**ÉNONCÉ A:**
Combien de projets routiers sont aujourd'hui en cours et contestés en France d'après la tribune sur les projets routiers ?

**TEXTE SOURCE:**
※
Mettons les projets routiers en déroute (tribune)
Pour respecter ses engagements climatiques et garantir à tous des transports à faibles coûts, l’Etat français doit abandonner tout projet autoroutier et investir dans des mobilités vertes, alerte un collectif d’associations écologistes soutenu par des personnalités politiques et des chercheurs. David Cormand co-signe cette tribune.
Le réseau routier français est l’un des plus denses d’Europe. En vingt ans, entre 1998 et 2018, le nombre de kilomètres de routes a augmenté de 11,2 % tandis que le nombre de kilomètres de voies ferrées diminuait de 13 % dans notre pays. En 2018, selon les chiffres du ministère de la Transition écologique, le transport routier représentait 94 % des émissions de CO2 du secteur des transports. De fait, la France est également le 2e pays d’Europe qui transporte le plus de marchandises par camion au niveau national, et le 4e pays d’Europe pour le transport de marchandises par camion au niveau international.
Ces chiffres ne sont pas une fierté. Ils sont alarmants, et leur croissance annuelle est effarante au regard des enjeux environnementaux et climatiques actuels et de la catastrophe écologique à laquelle nous faisons déjà face.
Des projets autoroutiers obsolètes
Pourtant, malgré l’évidente nécessité de changer de chemin, aujourd’hui 55 projets routiers sont en cours et contestés en France, parmi lesquels sept autoroutes. Ces projets, souvent imaginés il y a plusieurs décennies, se basent sur une doctrine de développement des infrastructures de transport, au service d’un modèle économique, qui se révèle aujourd’hui obsolète. Le discours des porteurs de projet est uniforme, avec partout les mêmes arguments éculés, déclinés sans prendre en compte la réalité des populations locales ni leurs besoins ni les impacts globaux de cette doctrine de développement, ces axes ayant avant tout pour objectif de permettre à toujours plus de camions et de marchandises de circuler à travers la France et l’Europe.
※
**LISTE:**
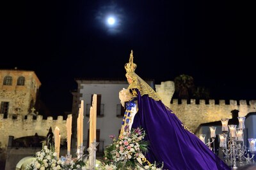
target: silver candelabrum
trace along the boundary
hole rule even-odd
[[[254,156],[256,153],[256,138],[249,138],[249,147],[246,147],[244,143],[243,131],[245,129],[245,117],[237,117],[239,125],[228,125],[228,118],[221,118],[221,131],[220,137],[220,148],[223,153],[223,159],[227,163],[230,165],[232,169],[237,169],[237,162],[240,164],[254,163]],[[205,143],[210,150],[215,153],[214,141],[216,139],[216,127],[209,127],[211,139]],[[205,143],[205,134],[199,134],[199,138]],[[250,153],[251,154],[250,154]]]

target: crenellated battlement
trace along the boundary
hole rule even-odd
[[[232,118],[231,111],[239,111],[239,117],[250,112],[256,112],[256,100],[196,100],[172,99],[174,92],[174,82],[161,82],[156,86],[156,92],[166,106],[173,111],[181,122],[195,132],[201,124],[220,121],[222,118]]]
[[[214,100],[214,99],[209,99],[209,100],[204,100],[204,99],[200,99],[198,100],[198,101],[196,101],[196,99],[191,99],[190,100],[187,100],[187,99],[181,99],[179,100],[177,99],[173,99],[172,101],[172,104],[184,104],[184,105],[187,105],[187,104],[211,104],[211,105],[219,105],[219,106],[227,106],[227,105],[252,105],[252,106],[255,106],[256,103],[255,100],[252,100],[252,101],[249,101],[248,103],[249,104],[247,104],[246,100],[239,100],[237,101],[236,100]]]
[[[256,100],[178,100],[173,99],[169,105],[181,122],[192,132],[201,124],[231,118],[231,111],[239,111],[239,117],[256,111]]]
[[[1,147],[6,147],[8,144],[8,136],[13,136],[15,138],[23,136],[33,136],[37,133],[38,136],[46,136],[51,127],[52,130],[56,127],[60,128],[62,139],[67,137],[66,120],[63,116],[58,116],[56,120],[52,117],[44,119],[42,115],[27,116],[17,115],[13,117],[9,115],[4,118],[4,114],[0,114],[0,136]]]

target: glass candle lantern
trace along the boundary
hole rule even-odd
[[[221,124],[222,124],[222,127],[221,127],[221,131],[223,132],[226,132],[228,131],[228,123],[229,118],[221,118]]]
[[[239,122],[239,124],[238,125],[238,129],[245,129],[245,125],[244,125],[244,120],[245,120],[245,117],[237,117],[238,121]]]
[[[236,129],[236,140],[238,142],[243,142],[244,141],[244,135],[243,132],[243,129]]]
[[[236,125],[229,125],[229,137],[230,138],[236,138]]]
[[[200,139],[202,142],[204,142],[204,143],[205,143],[205,134],[199,134],[199,139]]]
[[[252,153],[256,152],[256,139],[255,138],[249,138],[248,139],[249,141],[249,150]]]
[[[226,134],[220,134],[220,147],[227,148],[227,136]]]
[[[216,127],[211,126],[211,127],[209,127],[209,128],[210,128],[210,131],[211,131],[211,138],[215,139],[215,138],[216,138],[216,133],[215,133]]]

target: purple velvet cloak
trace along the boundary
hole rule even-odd
[[[146,158],[163,162],[163,169],[231,169],[197,136],[182,126],[176,115],[161,101],[138,93],[138,113],[132,128],[142,127],[150,143]]]

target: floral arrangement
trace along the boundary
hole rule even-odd
[[[47,145],[43,145],[42,150],[36,153],[35,159],[27,165],[26,170],[86,169],[83,157],[77,160],[72,159],[67,163],[65,157],[57,159],[57,153],[54,150],[53,146],[48,148]]]
[[[54,147],[43,145],[41,151],[36,153],[36,159],[28,164],[26,170],[58,170],[63,169],[63,162],[61,160],[57,160],[57,153],[54,152]]]
[[[143,153],[148,151],[148,141],[143,140],[145,131],[141,128],[125,132],[122,136],[116,139],[110,136],[113,143],[104,151],[103,160],[99,166],[99,169],[162,169],[157,167],[156,162],[150,164]]]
※
**ÉNONCÉ B:**
Recopiez telles quelles les lignes de la liste ci-dessus, depuis celle qui contient « target: floral arrangement » jusqu'à la fin de la liste, bornes comprises.

**CORRIGÉ A:**
55 projets routiers, dont sept autoroutes.

**CORRIGÉ B:**
target: floral arrangement
trace along the boundary
hole rule even-odd
[[[47,145],[43,145],[42,150],[36,153],[35,159],[27,165],[26,170],[86,169],[83,157],[77,160],[72,159],[67,163],[65,157],[57,159],[57,153],[54,150],[53,146],[48,148]]]
[[[54,147],[43,145],[41,151],[36,153],[36,159],[28,164],[26,170],[58,170],[63,169],[63,162],[61,160],[57,160],[57,153],[54,152]]]
[[[143,153],[148,151],[148,141],[143,140],[145,131],[141,128],[125,132],[122,136],[116,139],[110,136],[113,143],[104,151],[103,160],[99,166],[99,169],[162,169],[157,167],[156,162],[150,164]]]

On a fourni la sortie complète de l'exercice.